> TEXT BLOCK:

Bush's new budget slashes funding for the EPA's technical libraries. Accordingly, the EPA has already begun what it calls "deaccessioning procedures," despite the fact that Congress has not yet acted on the FY 2007 budget.
The U.S. Environmental Protection Agency is moving ahead this summer to shut down libraries, end public access to research materials and box up unique collections on the assumption that Congress will not reverse President Bush’s proposed budget reductions, according to agency documents released today by Public Employees for Environmental Responsibility (PEER).I'm reminded of Philip K. Dick's Counter-Clock World, in which the purpose of the library is to subtract from the sum total of human knowledge; it gathers information only to destroy it.
We all know that Bush prattles incessantly about freedom while taking drastic steps to restrict access to information. As rational people - and I don't mean that as a compliment, necessarily - we see this as hypocritical and dishonest. Maybe it isn't, though, or at least not entirely. Freedom from responsibility can seem very attractive indeed, and knowledge does have a way of imposing responsibility. (Adam and Eve found this out the hard way, or so I'm told.) The real problem may be that Bush and his followers are pursuing a more radical type of freedom than many of us can imagine wanting, let alone having: the freedom to act in accordance with desire and nothing else.
From its disdain for the law, to its love of rhetorical and literal violence, to its apoplectic outrage over "political correctness," modern conservatism seems like a case of self-actualization gone berserk. If you harbor racist feelings, its logic goes, you should be able to express them freely, and have them accepted as legitimate (or possibly even "scientific"). If you want to nuke Mecca - as all true patriots do - why should other people's facts or knowledge or doubts stop you from doing what comes naturally?
What's important is having the freedom to be yourself (assuming, of course, that you're not gay). To thine own self be true...even, or especially, if thine own self happens to be a willfully ignorant, world-hating bully by any reasonable person's standards.
After all, who's more qualified to save Western civilization than the people who view its everyday injunctions against viciousness, violence, selfishness, and bigotry as an insufferable tyranny?
The Bush Cult offers emotional relief to conservatarian sociopaths in much the same way that the Internets offer it to racists, Aldo Nova fans, and victims of obscure diseases: it says you are not alone. It's no wonder that one of the main things conservatives utterly reject (for themselves, at least) is shame. They want to go back to a sort of Eden, it seems, where no one will realize that they're naked.
We tend to assume that these people's antisocial behavior is oriented towards conventional goals (e.g., making money), instead of being a machine that goes of itself. "Bush does X because he wants Y," or so the story goes. When you believe this, you're liable to think that if you could somehow make Bush understand that doing X is not the best way of achieving Y, he might change his mind.

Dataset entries
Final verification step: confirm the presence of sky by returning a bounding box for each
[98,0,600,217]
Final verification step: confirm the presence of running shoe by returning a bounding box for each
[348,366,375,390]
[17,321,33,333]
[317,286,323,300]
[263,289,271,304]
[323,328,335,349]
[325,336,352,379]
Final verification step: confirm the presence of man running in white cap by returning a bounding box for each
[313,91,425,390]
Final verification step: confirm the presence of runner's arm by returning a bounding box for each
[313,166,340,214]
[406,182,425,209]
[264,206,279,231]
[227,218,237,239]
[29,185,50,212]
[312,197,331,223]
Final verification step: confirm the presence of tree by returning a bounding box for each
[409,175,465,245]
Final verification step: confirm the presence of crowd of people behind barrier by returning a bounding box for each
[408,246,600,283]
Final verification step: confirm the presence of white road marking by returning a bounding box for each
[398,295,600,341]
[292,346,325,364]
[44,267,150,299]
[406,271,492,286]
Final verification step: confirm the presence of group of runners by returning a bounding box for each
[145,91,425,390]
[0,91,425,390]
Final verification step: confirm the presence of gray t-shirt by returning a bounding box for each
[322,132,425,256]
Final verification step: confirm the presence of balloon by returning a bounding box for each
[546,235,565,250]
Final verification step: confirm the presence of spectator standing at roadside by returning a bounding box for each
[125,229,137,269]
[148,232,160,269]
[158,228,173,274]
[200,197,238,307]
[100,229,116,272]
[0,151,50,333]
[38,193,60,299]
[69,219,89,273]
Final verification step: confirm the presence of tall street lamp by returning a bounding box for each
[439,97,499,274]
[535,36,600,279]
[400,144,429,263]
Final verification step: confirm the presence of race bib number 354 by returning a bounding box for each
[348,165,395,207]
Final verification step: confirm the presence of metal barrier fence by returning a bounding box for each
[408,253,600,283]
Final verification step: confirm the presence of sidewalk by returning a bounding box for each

> WHAT YOU NEED TO DO:
In the text block about the EPA libraries, which organization released the agency documents?

> TASK RESPONSE:
Public Employees for Environmental Responsibility (PEER).